───── PAGE TEXT

Sunday, March 23, 2014


The detrators of both Zwingli and Bullinger claimed that they had a view that the sacraments were ‘bare signs’ or ‘empty signs.’ But such people had not read either Zwingli or Bullinger carefully.

The following quotes from The Decades demonstrate that, for Bullinger, the sacraments where not ‘bare signs.’

As with the other reformers, Bullinger refers to the “sign” and “the thing signified”. He thus writes:

“And because I taught, that sacraments consist of two parts, the sign and the thing signified, it remaineth to shew, that these two parts retain their natures distinguished, not communicating properties … that each part retaineth their natures distinguished, without communicating or mingling of properties, it is to be seen hereby; that many may be partakers of the sign, and yet are barred from the thing signified…” (V.6 Parker ed p 270)

──────────

◆ REQUIRED WORK:
1/ In the text about Bullinger and the sacraments, what two parts does Bullinger say sacraments consist of?
2/ From the text about Bullinger and the sacraments, copy everything from "Sunday, March 23, 2014" down to "or Bullinger carefully.".
Work only from the text about Bullinger and the sacraments.

───── INFORMATION SHOWN

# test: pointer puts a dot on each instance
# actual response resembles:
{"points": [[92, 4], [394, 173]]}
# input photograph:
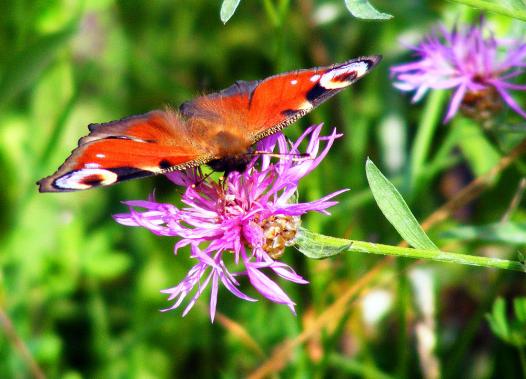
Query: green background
{"points": [[82, 292]]}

──────────

◆ ANSWERS FOR THE TASKS:
1/ The sign and the thing signified.

2/
Sunday, March 23, 2014


The detrators of both Zwingli and Bullinger claimed that they had a view that the sacraments were ‘bare signs’ or ‘empty signs.’ But such people had not read either Zwingli or Bullinger carefully.